##### Entries supplied #####

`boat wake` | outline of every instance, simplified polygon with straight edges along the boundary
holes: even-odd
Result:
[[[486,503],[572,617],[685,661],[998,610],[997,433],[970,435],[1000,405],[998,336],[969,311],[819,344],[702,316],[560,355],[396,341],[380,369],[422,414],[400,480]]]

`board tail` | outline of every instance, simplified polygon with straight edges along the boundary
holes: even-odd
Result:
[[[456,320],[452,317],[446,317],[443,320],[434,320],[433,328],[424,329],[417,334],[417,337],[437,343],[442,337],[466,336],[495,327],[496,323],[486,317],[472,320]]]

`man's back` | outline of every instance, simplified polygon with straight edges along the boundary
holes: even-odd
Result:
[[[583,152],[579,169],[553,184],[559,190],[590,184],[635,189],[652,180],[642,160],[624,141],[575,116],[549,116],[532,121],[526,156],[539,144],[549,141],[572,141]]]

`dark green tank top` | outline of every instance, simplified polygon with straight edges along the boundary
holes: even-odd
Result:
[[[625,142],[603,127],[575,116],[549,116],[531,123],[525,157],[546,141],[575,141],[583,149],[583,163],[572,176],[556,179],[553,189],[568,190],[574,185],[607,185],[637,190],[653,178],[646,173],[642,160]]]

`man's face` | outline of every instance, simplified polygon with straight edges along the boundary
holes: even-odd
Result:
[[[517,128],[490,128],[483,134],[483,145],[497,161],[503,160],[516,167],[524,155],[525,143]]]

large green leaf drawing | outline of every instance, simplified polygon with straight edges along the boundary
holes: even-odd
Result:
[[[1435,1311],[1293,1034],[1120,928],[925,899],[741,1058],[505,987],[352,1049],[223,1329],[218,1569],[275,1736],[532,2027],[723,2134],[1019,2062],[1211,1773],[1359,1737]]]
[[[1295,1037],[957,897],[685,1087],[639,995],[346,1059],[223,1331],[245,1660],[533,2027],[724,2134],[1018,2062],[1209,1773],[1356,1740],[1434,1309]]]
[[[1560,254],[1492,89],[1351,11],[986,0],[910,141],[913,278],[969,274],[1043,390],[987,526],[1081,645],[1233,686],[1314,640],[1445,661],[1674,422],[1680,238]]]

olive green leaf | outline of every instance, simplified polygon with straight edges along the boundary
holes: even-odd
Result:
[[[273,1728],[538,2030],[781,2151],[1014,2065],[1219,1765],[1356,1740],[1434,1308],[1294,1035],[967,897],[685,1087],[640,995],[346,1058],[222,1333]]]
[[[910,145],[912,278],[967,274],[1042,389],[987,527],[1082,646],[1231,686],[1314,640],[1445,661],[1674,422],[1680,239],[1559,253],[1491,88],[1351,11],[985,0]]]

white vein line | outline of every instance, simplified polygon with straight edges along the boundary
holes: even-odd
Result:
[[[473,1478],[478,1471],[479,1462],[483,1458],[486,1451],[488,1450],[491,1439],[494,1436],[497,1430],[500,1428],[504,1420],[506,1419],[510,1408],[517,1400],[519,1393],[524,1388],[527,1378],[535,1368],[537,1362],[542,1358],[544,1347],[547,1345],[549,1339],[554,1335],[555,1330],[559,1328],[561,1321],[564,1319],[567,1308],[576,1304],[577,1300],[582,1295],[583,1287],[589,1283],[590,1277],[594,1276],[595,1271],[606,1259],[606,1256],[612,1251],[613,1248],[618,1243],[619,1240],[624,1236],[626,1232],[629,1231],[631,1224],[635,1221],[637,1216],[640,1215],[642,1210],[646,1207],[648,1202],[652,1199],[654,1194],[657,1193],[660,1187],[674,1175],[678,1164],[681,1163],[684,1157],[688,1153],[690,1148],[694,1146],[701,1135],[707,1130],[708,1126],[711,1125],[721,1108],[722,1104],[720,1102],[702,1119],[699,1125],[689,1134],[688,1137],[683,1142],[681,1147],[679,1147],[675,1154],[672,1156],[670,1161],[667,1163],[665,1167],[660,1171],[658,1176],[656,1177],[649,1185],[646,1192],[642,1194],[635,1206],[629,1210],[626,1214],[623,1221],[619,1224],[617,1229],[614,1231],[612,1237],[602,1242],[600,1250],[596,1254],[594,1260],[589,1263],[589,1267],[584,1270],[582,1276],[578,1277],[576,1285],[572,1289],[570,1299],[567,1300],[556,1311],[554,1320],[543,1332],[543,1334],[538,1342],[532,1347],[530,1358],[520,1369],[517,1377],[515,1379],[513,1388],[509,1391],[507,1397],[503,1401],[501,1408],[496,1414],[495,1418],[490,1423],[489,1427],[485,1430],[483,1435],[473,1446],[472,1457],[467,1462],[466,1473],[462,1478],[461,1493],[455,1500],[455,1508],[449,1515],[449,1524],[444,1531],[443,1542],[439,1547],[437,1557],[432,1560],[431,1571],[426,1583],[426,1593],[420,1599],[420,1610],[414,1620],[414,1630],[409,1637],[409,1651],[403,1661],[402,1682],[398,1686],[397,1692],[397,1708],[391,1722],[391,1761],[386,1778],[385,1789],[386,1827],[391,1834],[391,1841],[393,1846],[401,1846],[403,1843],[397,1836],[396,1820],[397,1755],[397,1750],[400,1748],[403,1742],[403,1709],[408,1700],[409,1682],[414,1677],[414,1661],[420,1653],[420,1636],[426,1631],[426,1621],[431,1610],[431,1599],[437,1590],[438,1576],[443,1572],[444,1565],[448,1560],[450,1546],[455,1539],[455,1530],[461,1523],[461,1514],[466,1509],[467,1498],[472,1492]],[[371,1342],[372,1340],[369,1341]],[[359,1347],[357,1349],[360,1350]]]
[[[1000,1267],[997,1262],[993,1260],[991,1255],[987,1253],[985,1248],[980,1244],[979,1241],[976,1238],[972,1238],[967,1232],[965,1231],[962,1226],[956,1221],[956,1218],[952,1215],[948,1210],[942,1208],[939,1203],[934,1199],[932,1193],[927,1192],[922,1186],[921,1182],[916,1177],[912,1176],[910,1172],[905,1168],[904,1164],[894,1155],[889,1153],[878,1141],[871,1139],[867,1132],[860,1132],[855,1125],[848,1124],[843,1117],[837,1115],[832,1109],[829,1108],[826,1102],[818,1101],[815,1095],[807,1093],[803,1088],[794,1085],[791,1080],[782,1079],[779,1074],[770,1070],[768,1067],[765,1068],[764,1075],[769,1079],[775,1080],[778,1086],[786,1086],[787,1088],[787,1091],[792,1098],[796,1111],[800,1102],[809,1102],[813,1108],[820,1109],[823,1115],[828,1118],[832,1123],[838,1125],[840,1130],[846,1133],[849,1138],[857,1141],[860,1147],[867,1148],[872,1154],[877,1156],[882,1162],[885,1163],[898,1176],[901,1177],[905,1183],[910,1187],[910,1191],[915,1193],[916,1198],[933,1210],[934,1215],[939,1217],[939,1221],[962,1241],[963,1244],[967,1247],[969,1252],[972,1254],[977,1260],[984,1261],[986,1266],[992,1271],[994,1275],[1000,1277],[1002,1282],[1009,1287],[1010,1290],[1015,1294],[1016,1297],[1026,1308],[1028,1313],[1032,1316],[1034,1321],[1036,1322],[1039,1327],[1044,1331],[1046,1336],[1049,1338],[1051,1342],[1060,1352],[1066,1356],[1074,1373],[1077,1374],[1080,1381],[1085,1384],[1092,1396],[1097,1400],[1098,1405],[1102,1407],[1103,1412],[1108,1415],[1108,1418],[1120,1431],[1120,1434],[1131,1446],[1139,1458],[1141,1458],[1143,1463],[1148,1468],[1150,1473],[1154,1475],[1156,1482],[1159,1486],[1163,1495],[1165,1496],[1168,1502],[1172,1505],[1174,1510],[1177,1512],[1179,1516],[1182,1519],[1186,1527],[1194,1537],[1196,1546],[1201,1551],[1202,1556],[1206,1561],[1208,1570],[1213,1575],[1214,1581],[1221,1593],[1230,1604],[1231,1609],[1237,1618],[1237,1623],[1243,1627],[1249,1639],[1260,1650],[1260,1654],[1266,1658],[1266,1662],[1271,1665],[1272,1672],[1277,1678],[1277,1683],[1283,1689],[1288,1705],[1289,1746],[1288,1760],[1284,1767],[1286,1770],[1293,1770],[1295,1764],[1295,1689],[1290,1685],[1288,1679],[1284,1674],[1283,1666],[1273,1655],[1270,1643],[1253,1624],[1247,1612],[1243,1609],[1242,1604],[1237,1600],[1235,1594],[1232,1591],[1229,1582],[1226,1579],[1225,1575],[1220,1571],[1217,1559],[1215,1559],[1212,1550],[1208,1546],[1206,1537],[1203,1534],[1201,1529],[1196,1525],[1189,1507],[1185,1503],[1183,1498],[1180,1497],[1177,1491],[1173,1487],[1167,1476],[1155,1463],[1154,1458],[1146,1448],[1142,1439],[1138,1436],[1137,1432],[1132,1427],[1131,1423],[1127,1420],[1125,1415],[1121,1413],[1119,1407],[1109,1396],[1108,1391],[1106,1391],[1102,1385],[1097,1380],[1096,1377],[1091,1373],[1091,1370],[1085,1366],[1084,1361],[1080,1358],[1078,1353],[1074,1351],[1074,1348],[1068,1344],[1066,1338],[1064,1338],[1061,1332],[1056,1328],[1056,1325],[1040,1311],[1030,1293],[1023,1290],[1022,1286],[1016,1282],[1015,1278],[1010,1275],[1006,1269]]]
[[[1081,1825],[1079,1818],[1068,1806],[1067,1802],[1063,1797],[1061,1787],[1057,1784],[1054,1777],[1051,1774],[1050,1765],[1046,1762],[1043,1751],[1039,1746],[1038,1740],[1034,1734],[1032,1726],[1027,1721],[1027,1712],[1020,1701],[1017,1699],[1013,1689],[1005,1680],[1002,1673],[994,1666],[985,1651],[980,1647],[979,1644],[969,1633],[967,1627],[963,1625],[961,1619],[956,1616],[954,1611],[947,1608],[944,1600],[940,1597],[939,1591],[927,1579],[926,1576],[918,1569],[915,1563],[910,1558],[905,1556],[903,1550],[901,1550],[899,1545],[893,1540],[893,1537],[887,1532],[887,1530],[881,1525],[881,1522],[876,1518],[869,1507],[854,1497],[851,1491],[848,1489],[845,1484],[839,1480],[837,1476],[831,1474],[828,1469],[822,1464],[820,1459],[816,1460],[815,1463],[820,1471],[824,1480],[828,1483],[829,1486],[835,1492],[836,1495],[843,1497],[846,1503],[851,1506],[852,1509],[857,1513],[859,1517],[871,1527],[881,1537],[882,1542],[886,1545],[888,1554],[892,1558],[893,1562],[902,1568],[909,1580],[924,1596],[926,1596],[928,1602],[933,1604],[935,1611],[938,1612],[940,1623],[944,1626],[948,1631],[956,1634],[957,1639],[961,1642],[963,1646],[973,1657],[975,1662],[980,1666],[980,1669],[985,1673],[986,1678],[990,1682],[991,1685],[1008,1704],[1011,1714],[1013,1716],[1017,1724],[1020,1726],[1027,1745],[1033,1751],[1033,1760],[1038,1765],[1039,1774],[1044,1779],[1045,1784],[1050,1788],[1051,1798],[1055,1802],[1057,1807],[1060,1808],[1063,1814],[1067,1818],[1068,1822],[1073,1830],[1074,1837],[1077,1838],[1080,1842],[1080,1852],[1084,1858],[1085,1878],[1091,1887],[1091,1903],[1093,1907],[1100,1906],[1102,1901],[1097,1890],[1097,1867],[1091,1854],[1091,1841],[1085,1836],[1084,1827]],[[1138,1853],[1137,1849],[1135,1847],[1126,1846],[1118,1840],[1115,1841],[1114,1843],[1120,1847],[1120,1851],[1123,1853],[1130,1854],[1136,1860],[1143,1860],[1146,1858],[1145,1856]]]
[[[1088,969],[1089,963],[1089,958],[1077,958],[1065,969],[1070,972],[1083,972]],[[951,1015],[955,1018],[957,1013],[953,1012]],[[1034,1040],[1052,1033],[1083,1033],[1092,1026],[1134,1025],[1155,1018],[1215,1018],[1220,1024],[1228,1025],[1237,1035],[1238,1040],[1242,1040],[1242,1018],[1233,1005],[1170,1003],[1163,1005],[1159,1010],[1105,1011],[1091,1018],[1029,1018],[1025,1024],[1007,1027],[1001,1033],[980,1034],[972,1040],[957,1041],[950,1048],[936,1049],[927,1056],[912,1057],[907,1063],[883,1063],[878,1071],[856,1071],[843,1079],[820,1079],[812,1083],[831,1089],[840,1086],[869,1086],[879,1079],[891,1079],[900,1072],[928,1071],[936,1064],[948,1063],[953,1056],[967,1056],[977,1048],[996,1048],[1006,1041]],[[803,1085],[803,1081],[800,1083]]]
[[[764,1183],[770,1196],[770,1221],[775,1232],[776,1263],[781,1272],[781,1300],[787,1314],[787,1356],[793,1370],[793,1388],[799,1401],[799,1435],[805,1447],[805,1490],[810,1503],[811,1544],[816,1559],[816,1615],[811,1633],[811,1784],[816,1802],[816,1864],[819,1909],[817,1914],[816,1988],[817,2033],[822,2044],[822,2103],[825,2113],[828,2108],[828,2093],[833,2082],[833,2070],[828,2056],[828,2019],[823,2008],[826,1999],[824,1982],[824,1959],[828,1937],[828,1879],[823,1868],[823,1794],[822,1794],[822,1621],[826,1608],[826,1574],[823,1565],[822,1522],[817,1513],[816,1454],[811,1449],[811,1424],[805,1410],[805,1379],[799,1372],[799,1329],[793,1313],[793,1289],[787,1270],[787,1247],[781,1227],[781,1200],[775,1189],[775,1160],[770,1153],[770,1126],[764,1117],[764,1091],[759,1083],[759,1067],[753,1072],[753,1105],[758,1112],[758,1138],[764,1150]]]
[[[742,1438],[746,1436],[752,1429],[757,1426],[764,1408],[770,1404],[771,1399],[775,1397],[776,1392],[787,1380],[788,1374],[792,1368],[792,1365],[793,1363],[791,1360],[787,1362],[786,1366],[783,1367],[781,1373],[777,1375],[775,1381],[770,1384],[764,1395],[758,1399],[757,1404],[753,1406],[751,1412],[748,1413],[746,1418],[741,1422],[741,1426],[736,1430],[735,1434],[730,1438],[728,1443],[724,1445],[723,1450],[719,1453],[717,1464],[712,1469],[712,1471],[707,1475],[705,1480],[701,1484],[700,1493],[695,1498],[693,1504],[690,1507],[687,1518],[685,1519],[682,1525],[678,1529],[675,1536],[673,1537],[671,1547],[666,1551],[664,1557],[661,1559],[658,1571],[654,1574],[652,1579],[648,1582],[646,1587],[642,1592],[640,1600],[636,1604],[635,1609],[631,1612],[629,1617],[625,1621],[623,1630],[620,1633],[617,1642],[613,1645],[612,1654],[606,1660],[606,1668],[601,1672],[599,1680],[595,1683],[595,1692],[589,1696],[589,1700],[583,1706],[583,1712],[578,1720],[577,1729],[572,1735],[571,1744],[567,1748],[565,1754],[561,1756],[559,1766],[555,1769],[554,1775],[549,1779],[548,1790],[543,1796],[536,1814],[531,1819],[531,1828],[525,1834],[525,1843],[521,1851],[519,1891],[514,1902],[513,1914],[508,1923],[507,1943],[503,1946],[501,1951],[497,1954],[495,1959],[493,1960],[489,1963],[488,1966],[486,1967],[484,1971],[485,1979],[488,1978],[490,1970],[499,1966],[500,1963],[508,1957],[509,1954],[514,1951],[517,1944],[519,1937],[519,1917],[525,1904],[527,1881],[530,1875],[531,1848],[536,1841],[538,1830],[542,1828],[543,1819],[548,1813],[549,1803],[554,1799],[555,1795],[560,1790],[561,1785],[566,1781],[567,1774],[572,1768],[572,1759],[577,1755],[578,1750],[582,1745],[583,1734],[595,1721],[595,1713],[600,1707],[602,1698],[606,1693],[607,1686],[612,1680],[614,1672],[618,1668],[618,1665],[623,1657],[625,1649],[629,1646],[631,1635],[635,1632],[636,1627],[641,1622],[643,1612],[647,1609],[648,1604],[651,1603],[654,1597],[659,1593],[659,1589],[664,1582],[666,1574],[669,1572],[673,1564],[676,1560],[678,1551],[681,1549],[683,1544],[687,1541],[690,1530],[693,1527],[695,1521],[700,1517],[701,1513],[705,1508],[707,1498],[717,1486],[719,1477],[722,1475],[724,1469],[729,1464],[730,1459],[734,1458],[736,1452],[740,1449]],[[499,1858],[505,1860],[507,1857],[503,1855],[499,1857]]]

#####

## Your assignment
Determine how many lines of the data include the word "leaf". Reply with the count and no other text.

## Answer section
2